__Your objective__: Repeat verbatim the lines of the data below, beginning with the line containing "leg in this photo." and continuing to the end.

__Provided records__:

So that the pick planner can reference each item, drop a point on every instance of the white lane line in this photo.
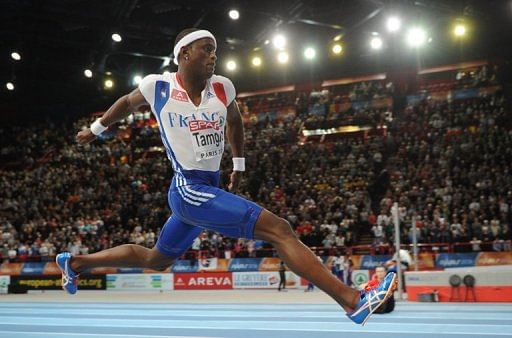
(67, 334)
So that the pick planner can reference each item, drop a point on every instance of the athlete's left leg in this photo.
(175, 238)
(301, 260)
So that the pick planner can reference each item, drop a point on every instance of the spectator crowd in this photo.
(447, 163)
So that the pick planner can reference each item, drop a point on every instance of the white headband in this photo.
(189, 38)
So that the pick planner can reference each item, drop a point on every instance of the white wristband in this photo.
(97, 128)
(238, 163)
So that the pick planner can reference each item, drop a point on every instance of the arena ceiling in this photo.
(58, 39)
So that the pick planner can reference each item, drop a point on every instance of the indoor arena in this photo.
(247, 169)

__Task result__:
So that the pick planner can reference each item, drop a point on every instance of the athlete's left leg in this photo.
(175, 238)
(301, 260)
So that the pick planner can reference each item, drop a point on every instance of the spectator crowd in this photo.
(447, 163)
So that the pick planner can reference each item, drop a point on every instance of the white headband in this photo.
(189, 38)
So that the pick planner can reference each item, drop a point on every instance of the white wristband in this photo.
(97, 128)
(238, 163)
So that the pick planner can reference each item, drop a point on every instance of the arena ceiling in this photo.
(58, 39)
So that the pick planner can reference each item, drop a point on every instance of the indoor arena in this photo.
(247, 169)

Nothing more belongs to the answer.